Stated problem
Write out every row below word for word, but leave out the pictures.

Labeling and segmentation rows:

────────────────────────────────────────

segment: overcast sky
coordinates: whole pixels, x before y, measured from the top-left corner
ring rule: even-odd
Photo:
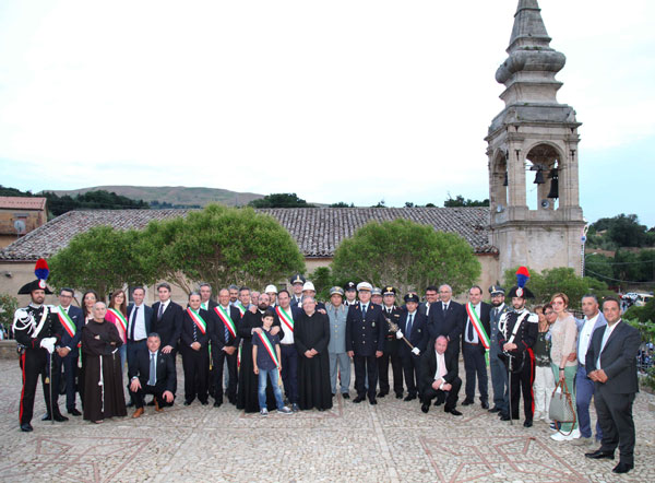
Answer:
[[[0,184],[487,198],[516,4],[2,0]],[[585,216],[655,225],[655,2],[540,7],[583,122]]]

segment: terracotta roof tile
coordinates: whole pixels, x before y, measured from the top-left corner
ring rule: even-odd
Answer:
[[[291,234],[306,257],[332,257],[342,239],[371,220],[407,219],[462,235],[478,254],[496,254],[489,241],[488,208],[291,208],[262,209]],[[140,229],[153,220],[183,216],[189,210],[70,211],[0,250],[0,260],[50,257],[94,226]]]

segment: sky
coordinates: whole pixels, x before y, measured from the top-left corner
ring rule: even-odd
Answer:
[[[488,198],[516,4],[3,0],[0,184]],[[585,217],[655,225],[655,2],[539,4],[583,122]]]

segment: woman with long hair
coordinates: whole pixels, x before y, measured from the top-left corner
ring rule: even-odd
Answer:
[[[569,356],[576,351],[577,325],[571,313],[567,310],[569,308],[569,297],[567,294],[555,294],[550,299],[550,305],[557,315],[555,323],[550,327],[552,374],[556,384],[558,381],[565,381],[565,387],[571,393],[573,411],[575,411],[574,379],[577,372],[577,358],[570,361],[571,357]],[[568,441],[579,438],[577,421],[575,423],[562,423],[560,432],[550,437],[556,441]]]
[[[118,347],[118,353],[120,355],[120,368],[124,370],[128,354],[128,297],[124,291],[117,290],[109,296],[109,306],[105,319],[116,326],[123,342]]]

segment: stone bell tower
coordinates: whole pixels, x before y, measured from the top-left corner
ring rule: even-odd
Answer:
[[[537,0],[520,0],[507,49],[496,71],[504,84],[504,109],[485,140],[489,156],[491,241],[500,273],[527,264],[535,270],[581,269],[584,227],[579,201],[575,110],[557,101],[555,75],[563,54],[550,47]]]

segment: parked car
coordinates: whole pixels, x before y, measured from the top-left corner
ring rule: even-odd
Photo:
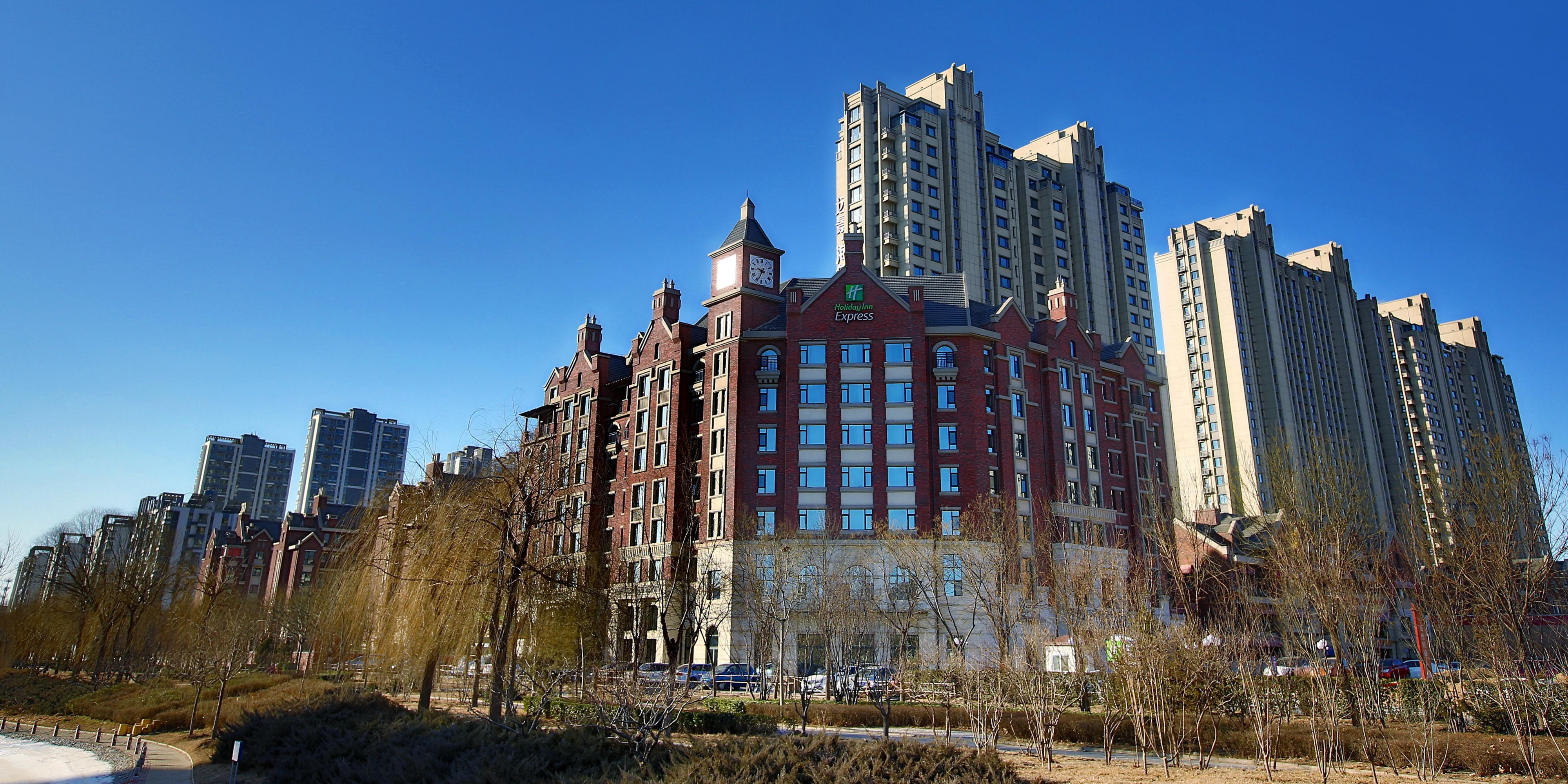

────────────────────────────────────────

Response
segment: overcast sky
coordinates: whole pixels, x before y, measured from the top-left corner
ring rule: even-odd
Photo:
Answer:
[[[0,184],[487,198],[516,4],[2,0]],[[585,216],[655,225],[655,2],[540,7],[583,122]]]

segment: terracotta roof tile
coordinates: whole pixels, x before y, measured from the top-left corner
ring rule: even-odd
Answer:
[[[291,234],[306,257],[332,257],[342,239],[371,220],[407,219],[462,235],[478,254],[496,254],[489,241],[488,208],[291,208],[262,209]],[[140,229],[153,220],[183,216],[189,210],[70,211],[0,250],[0,260],[50,257],[94,226]]]

segment: sky
coordinates: whole pixels, x before y, measured from the top-left corner
ring rule: even-odd
Answer:
[[[488,198],[516,4],[3,0],[0,184]],[[585,217],[655,225],[655,2],[539,4],[583,122]]]

segment: woman with long hair
coordinates: whole pixels, x before y, measured from the top-left corner
ring rule: even-odd
Answer:
[[[569,356],[576,351],[577,325],[571,313],[567,310],[569,308],[569,297],[567,294],[555,294],[550,299],[550,305],[557,315],[555,323],[550,327],[552,374],[556,384],[558,381],[565,381],[565,387],[571,393],[573,411],[575,411],[574,379],[577,372],[577,358],[570,361],[571,357]],[[568,441],[579,438],[577,421],[575,423],[562,423],[560,432],[550,437],[556,441]]]
[[[118,347],[118,353],[120,355],[120,368],[124,370],[128,354],[128,297],[124,291],[117,290],[109,296],[109,306],[105,319],[116,326],[123,342]]]

segment: stone bell tower
coordinates: whole pixels, x before y, measured from the top-left corner
ring rule: even-odd
Answer:
[[[537,0],[520,0],[507,49],[496,71],[504,84],[504,109],[485,140],[489,156],[491,241],[500,273],[527,264],[535,270],[581,269],[584,227],[579,201],[575,110],[557,101],[555,75],[563,54],[550,47]]]

segment: parked car
coordinates: whole pixels, x before y, measured from the top-left corner
ring rule: even-odd
Photo:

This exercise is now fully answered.